- **WORK ORDER**:
Restate word for word the lines of the material below, from the line with "column 865, row 462" to the line with "Query: sunlit rock face", both lines included, and no others.

- **EXCERPTED DATA**:
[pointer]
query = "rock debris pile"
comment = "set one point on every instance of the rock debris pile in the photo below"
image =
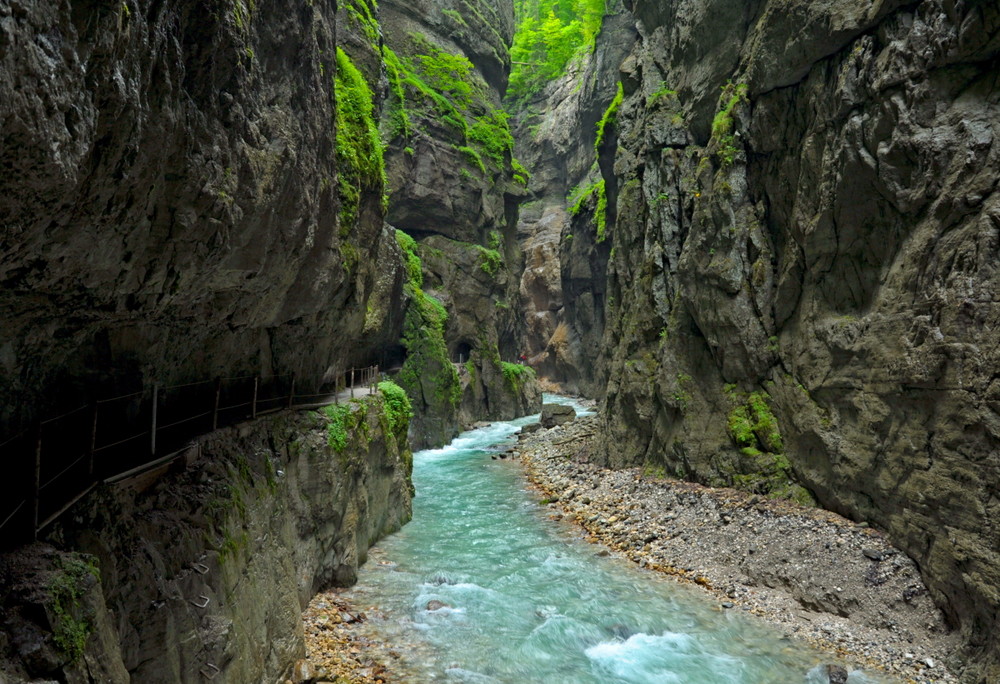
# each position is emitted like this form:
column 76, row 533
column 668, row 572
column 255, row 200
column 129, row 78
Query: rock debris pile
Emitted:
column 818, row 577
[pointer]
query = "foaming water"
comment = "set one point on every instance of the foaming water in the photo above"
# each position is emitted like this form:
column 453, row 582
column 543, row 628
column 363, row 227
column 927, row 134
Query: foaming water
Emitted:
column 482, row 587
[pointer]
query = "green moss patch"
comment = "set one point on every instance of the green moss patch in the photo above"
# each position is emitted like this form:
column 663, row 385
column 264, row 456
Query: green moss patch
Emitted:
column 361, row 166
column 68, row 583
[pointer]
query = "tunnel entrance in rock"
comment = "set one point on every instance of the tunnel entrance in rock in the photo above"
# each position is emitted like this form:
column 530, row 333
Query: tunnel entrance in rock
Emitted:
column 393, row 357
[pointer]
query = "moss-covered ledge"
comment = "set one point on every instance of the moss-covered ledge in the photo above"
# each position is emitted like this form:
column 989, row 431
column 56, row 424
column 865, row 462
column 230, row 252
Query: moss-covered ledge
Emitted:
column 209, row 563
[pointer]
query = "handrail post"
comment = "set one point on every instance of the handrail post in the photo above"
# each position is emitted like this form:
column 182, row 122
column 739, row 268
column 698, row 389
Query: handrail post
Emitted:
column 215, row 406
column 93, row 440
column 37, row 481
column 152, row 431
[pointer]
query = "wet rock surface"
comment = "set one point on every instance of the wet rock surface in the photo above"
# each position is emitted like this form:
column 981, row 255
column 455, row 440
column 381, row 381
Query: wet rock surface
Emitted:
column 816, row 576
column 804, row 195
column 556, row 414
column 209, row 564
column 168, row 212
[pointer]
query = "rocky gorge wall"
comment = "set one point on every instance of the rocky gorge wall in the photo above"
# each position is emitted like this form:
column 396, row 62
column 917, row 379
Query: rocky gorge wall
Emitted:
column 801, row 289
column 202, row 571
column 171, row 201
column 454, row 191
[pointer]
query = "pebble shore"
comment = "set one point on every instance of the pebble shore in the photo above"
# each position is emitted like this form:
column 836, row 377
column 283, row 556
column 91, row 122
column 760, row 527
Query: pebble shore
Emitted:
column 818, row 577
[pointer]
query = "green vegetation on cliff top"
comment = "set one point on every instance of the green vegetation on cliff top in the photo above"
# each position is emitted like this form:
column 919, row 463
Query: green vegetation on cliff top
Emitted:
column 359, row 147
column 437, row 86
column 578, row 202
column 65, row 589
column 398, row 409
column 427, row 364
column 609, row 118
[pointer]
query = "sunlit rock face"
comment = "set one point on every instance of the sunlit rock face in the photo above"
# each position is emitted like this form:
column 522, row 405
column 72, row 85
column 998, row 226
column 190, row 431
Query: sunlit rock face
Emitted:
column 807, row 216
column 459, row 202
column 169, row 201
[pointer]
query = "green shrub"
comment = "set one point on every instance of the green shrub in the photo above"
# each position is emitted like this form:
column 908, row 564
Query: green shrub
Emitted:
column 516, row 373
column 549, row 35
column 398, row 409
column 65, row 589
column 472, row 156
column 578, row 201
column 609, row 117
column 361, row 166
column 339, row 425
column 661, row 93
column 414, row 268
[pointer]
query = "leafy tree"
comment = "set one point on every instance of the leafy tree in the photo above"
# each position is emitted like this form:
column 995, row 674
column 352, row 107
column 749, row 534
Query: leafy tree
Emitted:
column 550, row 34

--

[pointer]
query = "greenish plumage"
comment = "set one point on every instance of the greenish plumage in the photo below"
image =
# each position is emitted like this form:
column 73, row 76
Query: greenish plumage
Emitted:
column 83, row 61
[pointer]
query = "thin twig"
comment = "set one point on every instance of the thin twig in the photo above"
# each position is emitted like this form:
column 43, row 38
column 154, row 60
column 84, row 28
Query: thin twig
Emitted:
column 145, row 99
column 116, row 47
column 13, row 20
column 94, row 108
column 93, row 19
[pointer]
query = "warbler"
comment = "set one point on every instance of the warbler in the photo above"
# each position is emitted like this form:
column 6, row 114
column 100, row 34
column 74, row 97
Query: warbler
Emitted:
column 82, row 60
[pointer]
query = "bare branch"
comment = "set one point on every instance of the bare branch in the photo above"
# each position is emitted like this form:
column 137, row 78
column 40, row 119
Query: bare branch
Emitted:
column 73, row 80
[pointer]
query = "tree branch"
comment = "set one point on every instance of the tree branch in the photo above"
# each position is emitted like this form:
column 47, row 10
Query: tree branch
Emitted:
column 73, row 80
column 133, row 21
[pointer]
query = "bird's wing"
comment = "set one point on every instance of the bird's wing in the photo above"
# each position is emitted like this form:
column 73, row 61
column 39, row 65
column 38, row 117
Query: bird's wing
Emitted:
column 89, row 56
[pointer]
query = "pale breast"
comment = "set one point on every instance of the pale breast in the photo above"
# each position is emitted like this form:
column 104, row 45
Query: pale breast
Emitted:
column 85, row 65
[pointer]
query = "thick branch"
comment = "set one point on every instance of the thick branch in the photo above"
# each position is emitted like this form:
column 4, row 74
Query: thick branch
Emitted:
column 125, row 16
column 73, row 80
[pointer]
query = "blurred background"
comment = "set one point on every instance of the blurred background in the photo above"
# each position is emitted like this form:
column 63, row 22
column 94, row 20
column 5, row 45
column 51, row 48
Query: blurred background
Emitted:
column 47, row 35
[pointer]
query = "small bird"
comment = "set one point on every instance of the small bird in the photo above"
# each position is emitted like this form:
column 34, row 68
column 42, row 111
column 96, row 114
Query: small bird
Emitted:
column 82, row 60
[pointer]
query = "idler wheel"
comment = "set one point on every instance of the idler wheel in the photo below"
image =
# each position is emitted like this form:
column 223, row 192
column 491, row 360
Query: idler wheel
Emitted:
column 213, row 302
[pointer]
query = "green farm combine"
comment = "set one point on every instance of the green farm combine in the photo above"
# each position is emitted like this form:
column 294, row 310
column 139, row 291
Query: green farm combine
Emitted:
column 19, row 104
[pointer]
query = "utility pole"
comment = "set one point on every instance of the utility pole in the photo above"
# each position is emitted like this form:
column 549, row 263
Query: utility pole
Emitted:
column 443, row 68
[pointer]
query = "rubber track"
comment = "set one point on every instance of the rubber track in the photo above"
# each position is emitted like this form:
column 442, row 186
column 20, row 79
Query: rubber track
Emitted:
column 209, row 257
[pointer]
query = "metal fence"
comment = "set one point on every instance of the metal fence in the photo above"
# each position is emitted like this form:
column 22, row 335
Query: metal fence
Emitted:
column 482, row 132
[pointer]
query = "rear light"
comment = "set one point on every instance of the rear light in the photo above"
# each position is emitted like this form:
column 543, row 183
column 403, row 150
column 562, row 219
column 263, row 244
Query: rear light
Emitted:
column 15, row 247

- **TASK RESULT**:
column 865, row 462
column 230, row 252
Query: moss-covered ledge
Emitted:
column 209, row 563
[pointer]
query = "handrail post"
comment = "set one point on every instance of the handrail post in the photo above"
# each position is emitted like this form:
column 182, row 122
column 739, row 268
column 698, row 389
Query: handrail post
Emitted:
column 215, row 406
column 93, row 440
column 37, row 481
column 152, row 431
[pointer]
query = "wet rock surface"
comment = "set one point on every instance of the wet rock surface in the photo above"
# each position is emitted like this form:
column 981, row 255
column 455, row 440
column 381, row 381
Query: wet rock surface
Emitted:
column 816, row 576
column 804, row 195
column 556, row 414
column 209, row 564
column 168, row 212
[pointer]
query = "rocky gorge wall"
comment = "set one point on every instance of the rocky gorge wall in the photo above"
# each position is emitted like this form:
column 396, row 62
column 917, row 379
Query: rocky gorge wall
Emitted:
column 801, row 289
column 202, row 571
column 171, row 201
column 454, row 191
[pointer]
query = "pebble shore"
comment = "set one point on every instance of the pebble shore in the photo above"
# each position is emitted like this form:
column 836, row 377
column 283, row 556
column 91, row 122
column 760, row 527
Query: pebble shore
Emitted:
column 818, row 577
[pointer]
query = "green vegetation on cliff top"
comment = "set one point on every instance of the green vegetation on cliff top in the photo above"
# each position is emitted like this form:
column 919, row 463
Query: green vegetation on cliff top
Emitted:
column 359, row 147
column 437, row 86
column 578, row 202
column 65, row 589
column 398, row 409
column 427, row 364
column 609, row 118
[pointer]
query = "sunlit rock face"
comment = "set one point on every instance of the sunlit rock face in the photo above"
# each position is emitted like this form:
column 522, row 405
column 72, row 85
column 998, row 226
column 190, row 431
Query: sunlit rock face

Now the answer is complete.